* Alıntılanan metin
________
Mlliyet Milliyet Blog Milliyet Blog
 
Facebook Connect
Blog Kategorileri
 

17 Aralık '08

 
Kategori
Gündelik Yaşam
 

Ben de özür dilemek istiyorum

Ben de özür dilemek istiyorum
 

Bazı aydınlarımızın internette açtıkları bir siteyle Ermeniler’den özür dilemesi, blog yazarlarını iki kampa ayırdı. Kimileri bu “özür” fikrini destekler mahiyette yazılar yazarken, kimileri de onları gerçek aydın olmamakla veya aydın olmanın hakkını verememekle suçladı.

Bildiğim kadar bu hükümetin -beğensek de beğenmesek de- komşularıyla iyi ilişkiler kurma gibi bir gayreti var. Ermenistan da buna dahil.

O komşularımız ki, Rusya dışında hepsi, geçmişte Osmanlı Devleti’nin yönetiminde yaşarken, Birinci Dünya Savaşı sonrası paylaşımında bağımsızlığını elde etmiş ülkelerdir.

Nedense biz onları sanki biraz küçük görmeyi, ya da kendimizi onların üstünde tutmayı tercih ettiğimiz için, Cumhuriyet tarihi boyunca hepsiyle problemli bir ilişki yaşadık.
________
Bir veri kümesinde yer alan kayıtlar:
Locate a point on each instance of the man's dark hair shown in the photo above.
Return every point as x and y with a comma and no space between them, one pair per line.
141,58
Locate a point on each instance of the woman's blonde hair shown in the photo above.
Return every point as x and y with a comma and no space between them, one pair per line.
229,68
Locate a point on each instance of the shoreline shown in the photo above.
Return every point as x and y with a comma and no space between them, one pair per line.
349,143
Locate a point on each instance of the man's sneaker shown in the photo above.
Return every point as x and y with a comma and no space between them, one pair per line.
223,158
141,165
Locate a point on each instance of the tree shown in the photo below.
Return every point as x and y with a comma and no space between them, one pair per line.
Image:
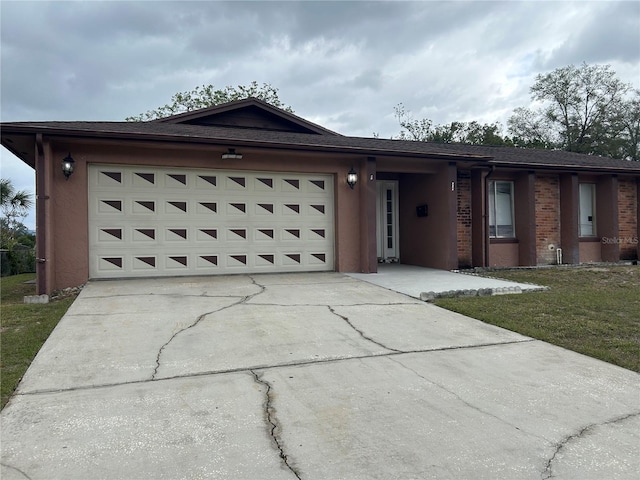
15,206
208,96
630,119
583,110
472,133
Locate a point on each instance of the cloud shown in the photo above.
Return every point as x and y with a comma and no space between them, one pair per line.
341,64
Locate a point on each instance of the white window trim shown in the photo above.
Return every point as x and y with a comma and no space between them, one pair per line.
594,230
493,214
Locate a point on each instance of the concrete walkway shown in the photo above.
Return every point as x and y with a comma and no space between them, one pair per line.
307,376
428,283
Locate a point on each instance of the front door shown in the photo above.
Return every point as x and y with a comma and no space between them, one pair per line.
387,221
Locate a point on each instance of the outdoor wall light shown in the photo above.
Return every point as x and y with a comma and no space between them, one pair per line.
352,178
231,155
68,164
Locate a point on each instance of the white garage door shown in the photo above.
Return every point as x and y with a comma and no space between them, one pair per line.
150,221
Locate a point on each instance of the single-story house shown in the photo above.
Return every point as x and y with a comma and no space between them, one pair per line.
245,187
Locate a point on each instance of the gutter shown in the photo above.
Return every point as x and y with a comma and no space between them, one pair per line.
41,230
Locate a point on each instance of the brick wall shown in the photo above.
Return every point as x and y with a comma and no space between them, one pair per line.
547,188
464,219
627,217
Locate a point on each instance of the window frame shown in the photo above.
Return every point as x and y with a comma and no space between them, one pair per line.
592,222
494,229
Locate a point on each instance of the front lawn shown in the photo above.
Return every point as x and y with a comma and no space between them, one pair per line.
594,310
24,328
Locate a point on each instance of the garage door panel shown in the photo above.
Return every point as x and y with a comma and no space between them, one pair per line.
159,221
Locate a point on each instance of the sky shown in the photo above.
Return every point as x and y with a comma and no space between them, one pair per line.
343,65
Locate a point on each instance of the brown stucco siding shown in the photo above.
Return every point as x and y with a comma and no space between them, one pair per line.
628,214
429,241
464,219
547,192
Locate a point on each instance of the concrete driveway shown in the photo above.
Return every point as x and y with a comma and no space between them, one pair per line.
309,376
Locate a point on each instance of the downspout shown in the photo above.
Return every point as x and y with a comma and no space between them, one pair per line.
487,236
41,231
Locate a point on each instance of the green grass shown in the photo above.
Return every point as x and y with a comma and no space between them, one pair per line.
24,328
592,310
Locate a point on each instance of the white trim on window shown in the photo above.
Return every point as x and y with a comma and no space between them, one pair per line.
587,210
501,211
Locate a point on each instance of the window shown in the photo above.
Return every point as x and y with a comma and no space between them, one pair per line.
587,209
501,209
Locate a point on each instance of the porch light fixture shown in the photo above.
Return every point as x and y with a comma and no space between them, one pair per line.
________
Alıntılanan metne göre şu ifadelerin her biri için evet ya da hayır deyin ve kararı belirleyen sözleri metinden birebir alıntılayın: (a) Aydınların internetteki siteyle özür dilemesi blog yazarlarını ikiye böldü. (b) Hükümetin komşularla iyi ilişki kurma gayretine Ermenistan dahil değildir. (c) Rusya da geçmişte Osmanlı yönetiminde yaşamış komşular arasındadır.

* Tamamlanmış yanıt
(a) Evet: "blog yazarlarını iki kampa ayırdı"
(b) Hayır: "Ermenistan da buna dahil."
(c) Hayır: "Rusya dışında hepsi"